**TEXT SEGMENT**

She is gorgeous. Can't wait to see this one progress :-D


----------



## Chris Wild (Dec 14, 2001)

LOL on the Karlo Jolly Ball video. I see some shades of Uncle Dante there!


----------



## mjbgsd (Jun 29, 2004)

Aww what a cutie!


----------



## gsdlove212 (Feb 3, 2006)

Oh wait a gosh darn cotton pickin minute....I was trying to remain civil, but thats it the gloves are coming off  . Gianna is clearly the most gorgeous and smartest pup in the litter. And if you don't believe me, then I will let you tell her otherwise!


----------



## ArtistInNature (Mar 20, 2008)

I would argue Bria's beauty and brains more, but right now I'm dealing with a little hellion who is trying to chew EVERYTHING except what she's supposed to chew on...<hey, leggo the laptop cord!!>


----------



## MaggieRoseLee (Aug 17, 2001)

Hey, my 'video' camera is just my regular digital still camera? But it can save and take tons of movies while still easily fitting in my back pocket. NOT the best highest quality (sorry to Hollywood) but great for computers and internet.


----------



## gsdlove212 (Feb 3, 2006)

Haha Julie, I feel your pain. Oh..uhm wait Gia's so smart she never chews what she isn't supposed to. Ok I am busted, she wants to destroy EVERYTHING!


----------

Stored entries:
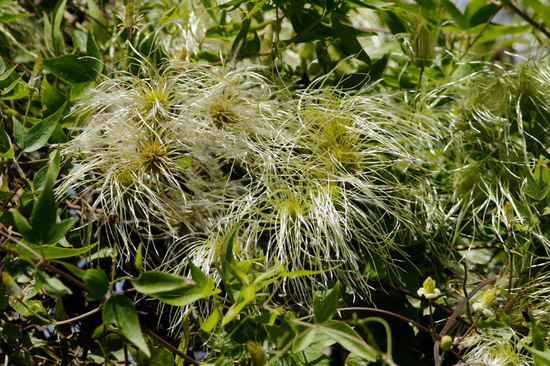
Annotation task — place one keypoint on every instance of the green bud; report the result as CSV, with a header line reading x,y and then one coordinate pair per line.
x,y
446,343
421,43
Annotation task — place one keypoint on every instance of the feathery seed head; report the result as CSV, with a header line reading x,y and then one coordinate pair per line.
x,y
420,43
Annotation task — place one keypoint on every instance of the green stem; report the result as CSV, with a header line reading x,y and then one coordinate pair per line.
x,y
526,17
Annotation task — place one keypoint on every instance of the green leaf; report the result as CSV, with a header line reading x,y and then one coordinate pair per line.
x,y
5,143
53,286
71,69
227,245
210,323
304,339
242,45
348,39
38,134
257,6
23,227
349,339
54,252
79,90
120,311
153,282
538,341
94,56
458,17
482,15
98,283
7,17
52,99
325,308
541,358
44,213
236,309
175,290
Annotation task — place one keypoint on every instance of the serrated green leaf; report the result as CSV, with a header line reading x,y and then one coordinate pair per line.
x,y
58,41
325,308
458,17
98,283
71,69
7,17
210,323
304,339
54,252
349,339
121,312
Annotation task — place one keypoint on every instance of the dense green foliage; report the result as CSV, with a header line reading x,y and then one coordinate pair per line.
x,y
274,182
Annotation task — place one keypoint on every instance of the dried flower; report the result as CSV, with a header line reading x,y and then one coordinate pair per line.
x,y
428,289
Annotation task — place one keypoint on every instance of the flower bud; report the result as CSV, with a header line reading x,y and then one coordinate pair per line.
x,y
446,343
421,43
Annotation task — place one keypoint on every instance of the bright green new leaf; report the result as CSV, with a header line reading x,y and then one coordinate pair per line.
x,y
53,35
325,308
71,69
98,283
52,99
304,339
257,6
210,323
138,262
38,134
154,282
348,39
7,17
174,290
349,339
24,227
52,251
53,286
94,56
121,312
227,245
5,143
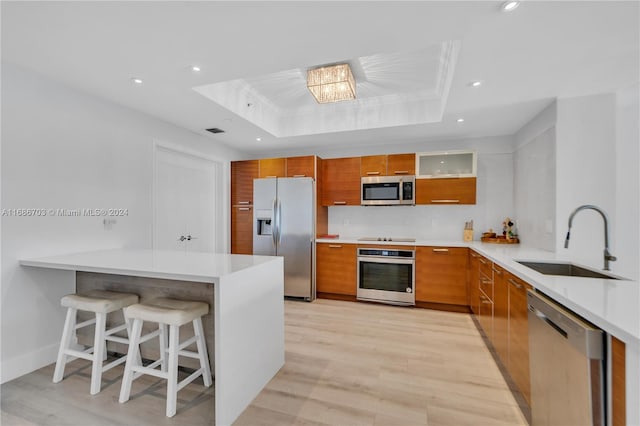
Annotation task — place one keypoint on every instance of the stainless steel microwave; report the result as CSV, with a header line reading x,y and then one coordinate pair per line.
x,y
388,190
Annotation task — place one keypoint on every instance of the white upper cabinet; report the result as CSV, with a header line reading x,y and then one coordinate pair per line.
x,y
445,164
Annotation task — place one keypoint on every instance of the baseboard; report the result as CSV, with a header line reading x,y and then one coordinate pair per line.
x,y
19,366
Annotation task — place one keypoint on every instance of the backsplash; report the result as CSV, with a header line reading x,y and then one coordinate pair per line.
x,y
436,222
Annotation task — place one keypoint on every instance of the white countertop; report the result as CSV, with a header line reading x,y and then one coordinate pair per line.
x,y
613,305
174,265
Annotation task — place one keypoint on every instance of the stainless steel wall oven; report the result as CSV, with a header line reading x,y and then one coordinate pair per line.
x,y
386,275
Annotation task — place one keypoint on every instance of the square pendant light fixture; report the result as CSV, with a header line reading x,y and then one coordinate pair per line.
x,y
333,83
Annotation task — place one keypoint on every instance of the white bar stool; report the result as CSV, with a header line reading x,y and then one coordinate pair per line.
x,y
101,303
173,313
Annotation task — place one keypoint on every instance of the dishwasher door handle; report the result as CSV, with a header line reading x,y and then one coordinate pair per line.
x,y
549,322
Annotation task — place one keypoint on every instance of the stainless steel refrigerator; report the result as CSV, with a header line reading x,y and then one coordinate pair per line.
x,y
284,225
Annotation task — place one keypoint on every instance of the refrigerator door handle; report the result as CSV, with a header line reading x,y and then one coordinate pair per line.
x,y
278,222
274,222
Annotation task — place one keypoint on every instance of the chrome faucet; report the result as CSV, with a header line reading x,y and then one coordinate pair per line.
x,y
608,257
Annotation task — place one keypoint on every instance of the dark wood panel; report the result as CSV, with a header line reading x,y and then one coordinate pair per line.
x,y
401,164
519,334
242,175
618,383
473,281
272,167
301,166
500,315
446,191
242,230
336,268
341,181
441,275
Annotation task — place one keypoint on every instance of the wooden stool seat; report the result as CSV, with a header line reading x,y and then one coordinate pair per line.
x,y
173,314
101,303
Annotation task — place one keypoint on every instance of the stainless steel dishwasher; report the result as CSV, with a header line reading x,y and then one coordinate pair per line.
x,y
567,367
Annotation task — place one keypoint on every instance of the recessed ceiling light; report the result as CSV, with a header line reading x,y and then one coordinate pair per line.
x,y
508,6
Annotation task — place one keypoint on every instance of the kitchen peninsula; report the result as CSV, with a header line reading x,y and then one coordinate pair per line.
x,y
247,308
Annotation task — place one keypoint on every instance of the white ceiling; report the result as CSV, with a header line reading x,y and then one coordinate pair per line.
x,y
525,58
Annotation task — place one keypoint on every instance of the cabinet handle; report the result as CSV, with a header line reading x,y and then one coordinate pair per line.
x,y
514,283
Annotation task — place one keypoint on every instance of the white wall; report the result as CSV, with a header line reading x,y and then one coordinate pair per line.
x,y
586,174
627,214
65,149
494,196
534,169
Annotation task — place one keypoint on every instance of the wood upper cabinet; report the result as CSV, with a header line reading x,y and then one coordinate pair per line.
x,y
388,165
518,334
401,164
341,181
473,281
272,167
446,191
441,275
336,268
373,165
301,166
242,175
500,338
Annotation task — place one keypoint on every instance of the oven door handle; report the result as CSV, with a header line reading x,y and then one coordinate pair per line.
x,y
397,260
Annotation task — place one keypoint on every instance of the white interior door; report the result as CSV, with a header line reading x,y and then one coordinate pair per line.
x,y
185,203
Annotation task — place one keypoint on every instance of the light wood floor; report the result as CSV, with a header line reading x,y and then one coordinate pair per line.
x,y
346,364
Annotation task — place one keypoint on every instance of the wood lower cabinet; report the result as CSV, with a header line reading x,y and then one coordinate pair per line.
x,y
242,229
401,164
272,167
519,334
441,275
336,269
500,337
301,166
341,181
446,191
473,281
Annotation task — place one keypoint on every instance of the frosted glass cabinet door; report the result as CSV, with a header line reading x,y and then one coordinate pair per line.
x,y
446,164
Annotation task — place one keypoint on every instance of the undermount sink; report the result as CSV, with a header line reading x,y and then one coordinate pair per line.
x,y
565,269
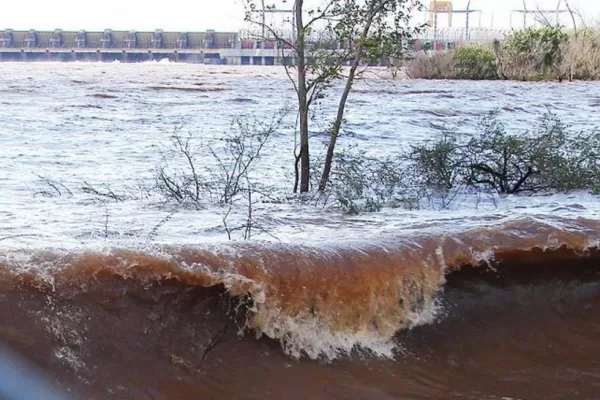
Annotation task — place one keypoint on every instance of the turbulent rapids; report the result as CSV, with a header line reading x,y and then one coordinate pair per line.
x,y
126,297
185,309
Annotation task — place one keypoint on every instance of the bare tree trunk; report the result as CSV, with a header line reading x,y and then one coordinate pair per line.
x,y
335,130
302,98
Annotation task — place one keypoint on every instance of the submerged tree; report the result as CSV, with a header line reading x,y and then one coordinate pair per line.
x,y
322,41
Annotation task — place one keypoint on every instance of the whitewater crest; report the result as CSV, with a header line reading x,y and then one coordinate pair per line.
x,y
318,301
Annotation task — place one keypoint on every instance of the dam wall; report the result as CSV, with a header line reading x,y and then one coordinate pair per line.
x,y
208,47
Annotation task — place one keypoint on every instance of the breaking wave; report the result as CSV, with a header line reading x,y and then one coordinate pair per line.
x,y
317,301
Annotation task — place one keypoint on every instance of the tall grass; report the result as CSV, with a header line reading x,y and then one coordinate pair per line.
x,y
547,53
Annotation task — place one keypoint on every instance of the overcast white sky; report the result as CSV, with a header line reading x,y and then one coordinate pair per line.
x,y
199,15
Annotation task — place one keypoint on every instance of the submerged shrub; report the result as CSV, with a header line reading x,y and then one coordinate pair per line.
x,y
475,62
548,159
360,183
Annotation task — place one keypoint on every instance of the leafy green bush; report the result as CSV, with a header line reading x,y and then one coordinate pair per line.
x,y
550,159
475,62
532,53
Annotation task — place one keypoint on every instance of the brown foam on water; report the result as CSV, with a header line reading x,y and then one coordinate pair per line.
x,y
319,301
166,324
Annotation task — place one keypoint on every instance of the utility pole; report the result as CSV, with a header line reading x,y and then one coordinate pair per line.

**THE TASKS**
**a.** Copy out the portion of the forum thread running from "## mjbgsd (Jun" up to and including "tell her otherwise!".
**b.** In the forum thread, why does ArtistInNature hold off on arguing Bria's beauty and brains further? Explain in one to three sentences.

**SOLUTIONS TO THE PROBLEMS**
**a.**
## mjbgsd (Jun 29, 2004)

Aww what a cutie!


----------



## gsdlove212 (Feb 3, 2006)

Oh wait a gosh darn cotton pickin minute....I was trying to remain civil, but thats it the gloves are coming off  . Gianna is clearly the most gorgeous and smartest pup in the litter. And if you don't believe me, then I will let you tell her otherwise!

**b.** ArtistInNature is busy dealing with a "little hellion" of a puppy. The puppy is trying to chew everything except what she is supposed to chew on, including the laptop cord.